→ **The input**:
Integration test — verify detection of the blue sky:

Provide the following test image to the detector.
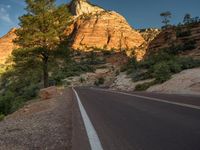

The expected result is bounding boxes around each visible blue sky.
[0,0,199,37]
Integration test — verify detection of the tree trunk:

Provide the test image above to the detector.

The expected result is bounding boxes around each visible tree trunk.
[43,56,49,88]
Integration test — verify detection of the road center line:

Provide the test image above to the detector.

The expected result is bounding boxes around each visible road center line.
[72,88,104,150]
[91,88,200,110]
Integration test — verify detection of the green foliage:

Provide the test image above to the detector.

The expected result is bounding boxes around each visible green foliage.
[15,0,71,87]
[176,29,191,37]
[120,57,138,74]
[79,77,86,83]
[0,91,14,115]
[0,113,5,121]
[182,40,196,51]
[124,47,200,90]
[86,51,106,65]
[50,61,95,85]
[135,81,155,91]
[153,62,171,83]
[94,77,105,86]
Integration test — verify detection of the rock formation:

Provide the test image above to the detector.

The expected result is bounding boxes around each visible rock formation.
[0,0,146,62]
[0,28,17,64]
[69,0,104,16]
[68,0,146,59]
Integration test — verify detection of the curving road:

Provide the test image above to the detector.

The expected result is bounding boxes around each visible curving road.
[72,87,200,150]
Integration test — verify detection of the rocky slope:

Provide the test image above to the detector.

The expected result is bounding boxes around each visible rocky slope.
[67,0,146,59]
[147,68,200,95]
[0,28,17,64]
[147,23,200,58]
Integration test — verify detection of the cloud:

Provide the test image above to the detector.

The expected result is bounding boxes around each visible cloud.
[0,5,13,24]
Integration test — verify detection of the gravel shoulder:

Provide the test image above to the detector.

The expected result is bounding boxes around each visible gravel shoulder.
[0,88,73,150]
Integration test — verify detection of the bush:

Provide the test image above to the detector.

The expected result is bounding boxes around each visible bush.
[178,57,200,69]
[131,70,153,82]
[176,29,191,37]
[0,90,14,115]
[94,77,105,86]
[10,97,24,113]
[0,113,5,121]
[135,81,155,91]
[153,62,171,83]
[22,84,39,100]
[182,40,196,51]
[79,77,85,83]
[167,60,182,73]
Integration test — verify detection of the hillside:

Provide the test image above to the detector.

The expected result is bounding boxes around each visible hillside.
[147,23,200,58]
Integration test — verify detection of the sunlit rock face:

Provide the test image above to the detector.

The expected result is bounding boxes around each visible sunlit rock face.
[0,28,17,64]
[69,0,104,16]
[68,0,146,60]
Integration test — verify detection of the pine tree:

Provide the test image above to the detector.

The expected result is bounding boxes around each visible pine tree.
[160,11,172,28]
[14,0,71,88]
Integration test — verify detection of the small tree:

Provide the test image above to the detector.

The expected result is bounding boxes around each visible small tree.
[15,0,71,88]
[160,11,172,28]
[183,13,192,24]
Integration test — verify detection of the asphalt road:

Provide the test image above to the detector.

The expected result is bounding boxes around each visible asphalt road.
[73,87,200,150]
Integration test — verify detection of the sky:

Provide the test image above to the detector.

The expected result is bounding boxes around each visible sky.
[0,0,199,37]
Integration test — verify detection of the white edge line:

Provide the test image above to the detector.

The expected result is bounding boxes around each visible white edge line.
[91,88,200,110]
[72,87,104,150]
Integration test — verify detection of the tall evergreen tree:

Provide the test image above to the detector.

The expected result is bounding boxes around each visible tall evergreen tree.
[14,0,71,87]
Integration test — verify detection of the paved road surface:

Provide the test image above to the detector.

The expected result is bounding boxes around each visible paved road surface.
[73,87,200,150]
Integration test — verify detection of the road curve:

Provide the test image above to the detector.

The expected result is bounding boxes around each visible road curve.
[74,87,200,150]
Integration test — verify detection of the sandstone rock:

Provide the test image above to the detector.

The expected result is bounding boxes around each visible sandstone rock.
[0,28,17,64]
[70,0,104,16]
[68,0,146,60]
[39,86,57,100]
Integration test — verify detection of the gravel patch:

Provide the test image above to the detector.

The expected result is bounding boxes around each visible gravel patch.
[0,88,73,150]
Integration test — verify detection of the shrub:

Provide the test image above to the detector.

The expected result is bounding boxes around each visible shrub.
[176,29,191,37]
[178,57,200,69]
[0,113,5,121]
[10,97,24,113]
[135,81,155,91]
[94,77,105,86]
[79,77,85,83]
[132,71,153,82]
[22,84,39,100]
[0,90,14,115]
[182,40,196,51]
[153,62,171,83]
[167,60,182,73]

→ **Task details**: Restate each record from above word for word, excluding any picture it holds.

→ **Result**:
Integration test — verify detection of the blue sky:

Provide the following test image to the detector.

The expected result is bounding boxes around each visible blue sky.
[0,0,199,37]
Integration test — verify detection of the tree trunk:

Provide the test image above to the detector.

The expected result is bounding boxes around each visible tree trunk.
[43,56,49,88]
Integration test — verify detection of the road center line:

Provide the test image above to the detector.

The expected result is bounding boxes around each visible road center line.
[72,88,104,150]
[91,88,200,110]
Integration test — verify detection of the green foliage:

Provide the test image above to the detector.

The expected result is bounding boxes around each visible green foliage.
[15,0,71,87]
[176,29,191,37]
[120,57,138,74]
[79,77,86,83]
[0,91,14,115]
[0,113,5,121]
[182,40,196,51]
[124,47,200,90]
[86,51,106,65]
[50,61,95,85]
[135,81,155,91]
[153,62,171,83]
[94,77,105,86]
Integration test — verify detection of the rock formation:

Provide the test image above to the detector.

The expected result is bounding boxes around each visible rock formation.
[0,0,146,62]
[0,28,17,64]
[69,0,104,16]
[68,0,146,59]
Integration test — verify detection of the curving road:

Provide the test image above to the detector.

The expected result is bounding boxes around each visible curving road.
[72,87,200,150]
Integration test — verify detection of the rocky slope:

Provide the test image above to the detector.

The expected result is bounding boxes around each visible rocky slope.
[67,0,146,59]
[147,68,200,95]
[0,28,17,64]
[147,23,200,58]
Integration test — verify detection of the cloud:

Provide the test image above to the detector.

The expected result is bounding boxes around each visible cloud.
[0,5,13,24]
Integration test — verify detection of the gravel shoulder:

Provide the test image above to the detector.

The expected result is bounding boxes around each visible gravel shoulder.
[0,88,73,150]
Integration test — verify detection of the bush:

Provide the test image above to the detector.

The expected result is bounding boxes around each visible bush.
[178,57,200,69]
[131,70,153,82]
[176,29,191,37]
[0,90,14,115]
[94,77,105,86]
[10,97,24,113]
[0,113,5,121]
[135,81,155,91]
[153,62,171,83]
[22,84,39,100]
[182,40,196,51]
[79,77,85,83]
[167,60,182,73]
Integration test — verify detection of the hillside:

Provide the test image above to the detector.

The expected result is bounding boxes around each visible hillside.
[147,23,200,58]
Integration test — verify detection of the sunlit rock face:

Provide the test image above to the detector.

The expected result is bounding boxes around each visible sunlit rock face.
[0,28,17,64]
[69,0,104,16]
[68,0,146,60]
Integration test — verify detection of the pine tree:

Provide the test image above to the detector.

The expected result is bounding boxes around each visible pine tree.
[160,11,172,28]
[14,0,71,88]
Integration test — verify detection of the small tree:

Provide the test image above to the detector.

The expected result is bounding boxes around each visible small tree.
[15,0,71,88]
[160,11,172,28]
[183,13,192,24]
Integration test — verify detection of the asphalt road:

Provide the test image above to the detector.

The expected result is bounding boxes around each visible asphalt road.
[73,87,200,150]
Integration test — verify detection of the sky:

Provide the test image above to the detector.

The expected result is bounding boxes around each visible sky.
[0,0,199,37]
Integration test — verify detection of the white edge line:

Provide the test image above to the detector.

The expected result is bounding boxes around each visible white edge line.
[91,88,200,110]
[72,87,104,150]
Integration test — verify detection of the tall evergreen tree:

Provide the test image above to the detector.

The expected result is bounding boxes around each visible tall evergreen tree.
[14,0,71,87]
Integration test — verify detection of the paved road surface:

Provide the test image above to the detector.

The expected result is bounding boxes around each visible paved road surface.
[73,87,200,150]
Integration test — verify detection of the road curve:

Provide the test image above to the detector.

The expected result is bounding boxes around each visible road curve.
[74,87,200,150]
Integration test — verify detection of the sandstone rock:

Provide the test image above to the detector.

The expected result is bounding boxes around each visible sandstone rock.
[0,28,17,64]
[70,0,104,16]
[68,0,146,60]
[39,86,57,100]
Integration test — verify detection of the gravel patch:

Provide the test image above to the detector.

The expected result is bounding boxes around each visible gravel patch.
[0,88,73,150]
Integration test — verify detection of the shrub:

Provide the test image above to the detector.

The expected result is bounding boxes around each visible shrub.
[176,29,191,37]
[178,57,200,69]
[0,113,5,121]
[10,97,24,113]
[135,81,155,91]
[94,77,105,86]
[79,77,85,83]
[132,71,153,82]
[22,84,39,100]
[0,90,14,115]
[182,40,196,51]
[153,62,171,83]
[167,60,182,73]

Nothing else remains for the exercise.